Collected data entries:
— START —

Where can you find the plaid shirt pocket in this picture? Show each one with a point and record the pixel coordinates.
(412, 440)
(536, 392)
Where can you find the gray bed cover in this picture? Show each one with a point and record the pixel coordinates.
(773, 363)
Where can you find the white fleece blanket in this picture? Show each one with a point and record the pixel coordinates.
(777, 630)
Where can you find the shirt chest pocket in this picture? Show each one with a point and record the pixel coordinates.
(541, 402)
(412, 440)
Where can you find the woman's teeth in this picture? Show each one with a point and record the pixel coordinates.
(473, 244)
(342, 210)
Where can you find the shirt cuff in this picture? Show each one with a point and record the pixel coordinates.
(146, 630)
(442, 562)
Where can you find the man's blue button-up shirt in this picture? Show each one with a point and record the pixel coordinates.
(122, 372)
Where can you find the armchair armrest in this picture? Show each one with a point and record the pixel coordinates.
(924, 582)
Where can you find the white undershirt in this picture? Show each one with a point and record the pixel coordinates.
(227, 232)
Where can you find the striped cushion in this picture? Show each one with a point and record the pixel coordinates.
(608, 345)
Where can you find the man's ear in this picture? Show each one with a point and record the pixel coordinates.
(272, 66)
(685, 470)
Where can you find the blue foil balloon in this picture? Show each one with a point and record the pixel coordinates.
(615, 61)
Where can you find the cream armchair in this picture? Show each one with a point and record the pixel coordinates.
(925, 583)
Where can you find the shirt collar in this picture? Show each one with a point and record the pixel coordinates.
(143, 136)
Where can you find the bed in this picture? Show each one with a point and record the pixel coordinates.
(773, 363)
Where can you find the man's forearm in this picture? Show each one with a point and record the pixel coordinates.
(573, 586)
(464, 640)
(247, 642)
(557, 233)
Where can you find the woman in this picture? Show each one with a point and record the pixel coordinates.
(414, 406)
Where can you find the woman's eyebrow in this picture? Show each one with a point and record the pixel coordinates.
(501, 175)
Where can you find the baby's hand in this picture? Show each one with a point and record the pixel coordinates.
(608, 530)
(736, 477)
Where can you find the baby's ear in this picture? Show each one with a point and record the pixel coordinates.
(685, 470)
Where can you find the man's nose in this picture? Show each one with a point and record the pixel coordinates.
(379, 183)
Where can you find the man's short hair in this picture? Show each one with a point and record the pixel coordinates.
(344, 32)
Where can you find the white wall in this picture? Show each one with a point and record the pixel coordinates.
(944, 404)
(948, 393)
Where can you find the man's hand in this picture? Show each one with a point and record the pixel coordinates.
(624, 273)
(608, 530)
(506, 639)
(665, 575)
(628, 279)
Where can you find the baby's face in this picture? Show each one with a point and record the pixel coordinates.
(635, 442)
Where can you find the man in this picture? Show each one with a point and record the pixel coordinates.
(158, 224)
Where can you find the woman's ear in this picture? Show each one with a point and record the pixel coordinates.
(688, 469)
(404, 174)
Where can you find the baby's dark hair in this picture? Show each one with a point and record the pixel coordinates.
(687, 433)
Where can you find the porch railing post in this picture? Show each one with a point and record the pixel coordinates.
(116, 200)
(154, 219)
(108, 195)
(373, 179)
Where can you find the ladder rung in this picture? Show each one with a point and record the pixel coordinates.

— END —

◆ Work to do: Extract all of the data shown above without alteration.

◆ Problem solution:
Where can you find the plaid shirt pocket in this picture? Show each one with a point and record the pixel coordinates.
(412, 440)
(536, 392)
Where can you find the gray bed cover in this picture? Show each one with a point and record the pixel coordinates.
(773, 363)
Where can you find the white fleece blanket in this picture? Show each one with a point and record the pixel coordinates.
(777, 630)
Where can you find the shirt chest pocket in this picture? Show each one with a point and record the pixel coordinates.
(541, 402)
(412, 440)
Where can you find the woman's teeth in this picture? Show each one with a point and record the pixel coordinates.
(473, 244)
(342, 210)
Where can you find the shirt cuff in this picture? Show each one with a point and record the pixel coordinates.
(146, 630)
(442, 562)
Where can you find the man's blue button-up shirt in this picture? Show each one with a point and record the pixel coordinates.
(122, 372)
Where can you find the armchair armrest in this picture? Show each one with a point and record the pixel coordinates.
(924, 582)
Where can you find the white undershirt in this picture? Show each one with a point and record the pixel coordinates.
(227, 232)
Where can you find the striped cushion in this picture? Show each one with a point and record the pixel coordinates.
(608, 345)
Where can you find the man's ear in this picture? Show each one with a point and record the pixel coordinates.
(272, 66)
(685, 470)
Where can you find the blue foil balloon in this picture? Show each one with a point and record the pixel coordinates.
(615, 61)
Where can you find the cream armchair in this picture? Show each one with a point and record the pixel coordinates.
(925, 583)
Where can you find the shirt collar in this picture? Show each one with a point and record the pixel coordinates.
(143, 136)
Where can you find the bed in this picture? Show each one with a point and record the pixel coordinates.
(773, 363)
Where can you find the man's forearm in this picture? Show each one with a point and record the pixel coordinates.
(573, 586)
(464, 640)
(247, 642)
(557, 233)
Where can you find the woman in this picture? Show each one with a point and record the pixel coordinates.
(414, 406)
Where can you find the woman's eyebrow in this picture? Show each one with a point and record the pixel coordinates.
(501, 175)
Where can you find the baby's hand in this picture? Show each one with a point and record the pixel coordinates.
(608, 530)
(736, 477)
Where can you find the baby's ear in this picture? Show each one with a point and record the pixel coordinates.
(685, 470)
Where can you find the man's nose in this picture? Show each one with a point and record the pixel coordinates.
(379, 183)
Where can you find the man's short hair in this picture? Show each one with a point and record the pixel coordinates.
(344, 32)
Where can you find the white wall in this picture? Show each one with a point and record the pixel coordinates.
(944, 404)
(948, 393)
Where can you find the man's hand in this picture? Show each one with a point and record the pixel coordinates.
(624, 273)
(608, 530)
(506, 639)
(665, 575)
(628, 279)
Where can you find the baby's face in this picture? Show each one with a point and record the pixel coordinates.
(635, 442)
Where can you find the man in this picture? Show each one with a point and record the pixel coordinates.
(158, 224)
Where can you find the woman's ear in this picture? Show each one with a point and record the pixel coordinates.
(688, 469)
(404, 174)
Where can you find the baby's dark hair in this picture? Show each one with a point and record the pixel coordinates.
(687, 433)
Where can you find the porch railing post in this picture? Show each one with a point and record the pixel coordinates.
(116, 200)
(154, 219)
(108, 195)
(373, 179)
Where can you find the ladder rung in this picture? Show each one with a point and record the pixel coordinates.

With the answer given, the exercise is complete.